**Your instructions:** Copy every one of the records below word for word, keeping each line unchanged and in its original order.
______________________________
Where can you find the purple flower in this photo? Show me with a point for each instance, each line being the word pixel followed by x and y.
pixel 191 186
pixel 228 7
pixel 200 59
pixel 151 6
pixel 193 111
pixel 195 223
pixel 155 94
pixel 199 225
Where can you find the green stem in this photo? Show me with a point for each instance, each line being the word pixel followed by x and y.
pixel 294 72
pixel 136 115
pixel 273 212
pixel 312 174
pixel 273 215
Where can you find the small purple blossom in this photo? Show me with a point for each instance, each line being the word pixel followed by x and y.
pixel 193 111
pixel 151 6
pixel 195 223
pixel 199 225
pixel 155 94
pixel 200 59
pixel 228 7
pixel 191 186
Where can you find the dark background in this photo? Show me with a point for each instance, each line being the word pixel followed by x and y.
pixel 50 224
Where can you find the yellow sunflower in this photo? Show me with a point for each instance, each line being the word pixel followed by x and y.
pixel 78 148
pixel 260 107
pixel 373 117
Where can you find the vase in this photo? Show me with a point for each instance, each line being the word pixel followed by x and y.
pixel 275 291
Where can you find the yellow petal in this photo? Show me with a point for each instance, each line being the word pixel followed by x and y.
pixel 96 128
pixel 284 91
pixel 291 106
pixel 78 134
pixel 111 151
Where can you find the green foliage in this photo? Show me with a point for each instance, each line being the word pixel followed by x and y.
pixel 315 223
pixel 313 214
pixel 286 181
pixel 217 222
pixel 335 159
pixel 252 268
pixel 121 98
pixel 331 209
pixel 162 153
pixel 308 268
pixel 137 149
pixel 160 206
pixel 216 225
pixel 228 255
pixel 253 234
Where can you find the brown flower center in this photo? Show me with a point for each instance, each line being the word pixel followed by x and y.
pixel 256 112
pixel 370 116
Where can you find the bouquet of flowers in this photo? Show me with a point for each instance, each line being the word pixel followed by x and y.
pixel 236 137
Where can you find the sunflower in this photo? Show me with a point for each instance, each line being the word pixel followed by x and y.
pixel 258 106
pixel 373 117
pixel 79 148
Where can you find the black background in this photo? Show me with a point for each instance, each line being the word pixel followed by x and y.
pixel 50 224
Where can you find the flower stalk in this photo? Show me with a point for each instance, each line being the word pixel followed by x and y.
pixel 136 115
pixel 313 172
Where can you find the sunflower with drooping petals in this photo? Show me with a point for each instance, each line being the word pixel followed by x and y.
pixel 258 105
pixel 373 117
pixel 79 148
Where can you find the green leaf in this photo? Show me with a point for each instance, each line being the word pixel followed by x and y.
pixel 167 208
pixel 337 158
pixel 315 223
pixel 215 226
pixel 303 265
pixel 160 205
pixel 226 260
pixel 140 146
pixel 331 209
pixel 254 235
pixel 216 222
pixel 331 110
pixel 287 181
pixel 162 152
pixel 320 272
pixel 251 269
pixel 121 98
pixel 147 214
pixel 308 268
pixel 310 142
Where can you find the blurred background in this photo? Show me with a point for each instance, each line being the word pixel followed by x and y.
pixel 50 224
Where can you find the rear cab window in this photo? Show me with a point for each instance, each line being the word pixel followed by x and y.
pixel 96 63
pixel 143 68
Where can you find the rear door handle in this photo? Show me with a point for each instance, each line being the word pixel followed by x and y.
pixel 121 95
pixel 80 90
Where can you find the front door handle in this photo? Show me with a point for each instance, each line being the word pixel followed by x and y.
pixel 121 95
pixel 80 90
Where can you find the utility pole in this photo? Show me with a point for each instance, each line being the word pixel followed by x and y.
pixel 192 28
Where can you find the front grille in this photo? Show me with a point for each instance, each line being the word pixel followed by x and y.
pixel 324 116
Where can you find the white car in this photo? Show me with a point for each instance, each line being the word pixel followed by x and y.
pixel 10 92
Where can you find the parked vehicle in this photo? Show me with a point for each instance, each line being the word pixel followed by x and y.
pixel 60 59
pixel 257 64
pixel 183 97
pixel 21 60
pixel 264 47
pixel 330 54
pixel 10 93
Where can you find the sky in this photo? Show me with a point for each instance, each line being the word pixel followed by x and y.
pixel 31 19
______________________________
**Answer to this exercise:**
Where can you find the purple flower in this photo? Show me with a point for each instance, each line being the word pixel followed by x and y.
pixel 191 186
pixel 228 7
pixel 200 59
pixel 151 6
pixel 193 111
pixel 195 223
pixel 155 94
pixel 199 225
Where can you find the green stem in this photo? Show me with a point for each instance, each line being the word pixel followed by x and y.
pixel 294 72
pixel 136 115
pixel 273 212
pixel 312 174
pixel 273 215
Where can you find the small purple blossom in this photo? Show me with a point for each instance, each line being the word pixel followed by x and y.
pixel 193 111
pixel 151 6
pixel 195 223
pixel 199 225
pixel 155 94
pixel 200 59
pixel 228 7
pixel 191 186
Where can you find the dark background in this photo? Show me with a point for each instance, each line being the word pixel followed by x and y.
pixel 50 224
Where can you find the yellow sunflower in this photo? Show me with a point for each instance, each line being the word pixel followed by x and y.
pixel 78 148
pixel 260 107
pixel 373 117
Where can you find the vase in this photo? Show me with a point for each instance, each line being the word pixel followed by x and y.
pixel 275 291
Where can you find the yellow petal in this photo? Show me with a point for each instance, each line being the word pixel followed by x and y.
pixel 96 128
pixel 284 91
pixel 291 106
pixel 78 134
pixel 111 151
Where can you find the green foliage in this photo? Show me with a point for each instance, each line being the word pixel followed by x and y.
pixel 315 223
pixel 313 214
pixel 286 181
pixel 217 222
pixel 335 159
pixel 252 268
pixel 121 98
pixel 331 209
pixel 162 153
pixel 308 268
pixel 137 149
pixel 160 206
pixel 216 225
pixel 228 255
pixel 253 234
Where can you find the brown flower center in this photo? Show me with a point for each instance, each line being the word pixel followed by x and y.
pixel 256 112
pixel 370 116
Where can you find the bouquet of flowers in this photo? Show me with a point for each instance, each line being the word pixel followed by x and y.
pixel 236 137
Where can you find the sunflower in this photo? Show me with a point for each instance, each line being the word pixel followed by x and y.
pixel 258 106
pixel 373 117
pixel 79 148
Where can you find the black background in this photo? Show me with a point for each instance, each line being the word pixel followed by x and y.
pixel 50 224
Where can you find the flower stalk in this photo? Show me with a point for each instance, each line being the word pixel followed by x and y.
pixel 136 115
pixel 313 172
Where can you find the sunflower with drooping petals in this photo? Show me with a point for each instance, each line being the word pixel followed by x and y.
pixel 258 105
pixel 373 117
pixel 79 148
Where can you find the green leaf in this photo? Show me with a point for each instance, each line being the word pixel followed by x and y.
pixel 167 208
pixel 337 158
pixel 315 223
pixel 215 226
pixel 303 265
pixel 160 205
pixel 226 260
pixel 140 146
pixel 331 209
pixel 254 235
pixel 216 222
pixel 331 110
pixel 287 181
pixel 162 152
pixel 320 272
pixel 251 269
pixel 121 98
pixel 147 214
pixel 308 268
pixel 310 142
Where can you find the blurred background in this photo? Show me with a point for each instance, each line being the word pixel followed by x and y.
pixel 50 224
Where can you find the rear cab window in this photo? Show me with a point for each instance, each line being the word pixel followed by x and y.
pixel 96 63
pixel 143 68
Where can you find the rear door handle in this photo? Show me with a point for each instance, each line being the word pixel followed by x and y.
pixel 121 95
pixel 80 90
Where can you find the front door handle in this photo? Show me with a point for each instance, each line being the word pixel followed by x and y.
pixel 121 95
pixel 80 90
Where can you find the utility pole in this photo? Show me with a point for each instance, each line being the word pixel followed by x and y.
pixel 192 28
Where can you find the front grille in this photo? Show me with a point for each instance, each line being the word pixel followed by x and y.
pixel 324 116
Where can you find the white car in this photo? Show me with a point for each instance, each line being the word pixel followed by x and y.
pixel 10 92
Where can you find the parked vehicle in this photo? Show me with a point for each instance, each line being the word pixel followed by x and y.
pixel 60 59
pixel 257 64
pixel 183 97
pixel 21 60
pixel 264 47
pixel 330 54
pixel 10 93
Where can you find the sky in this photo? Show me with a point for each instance, each line being the word pixel followed by x and y.
pixel 31 19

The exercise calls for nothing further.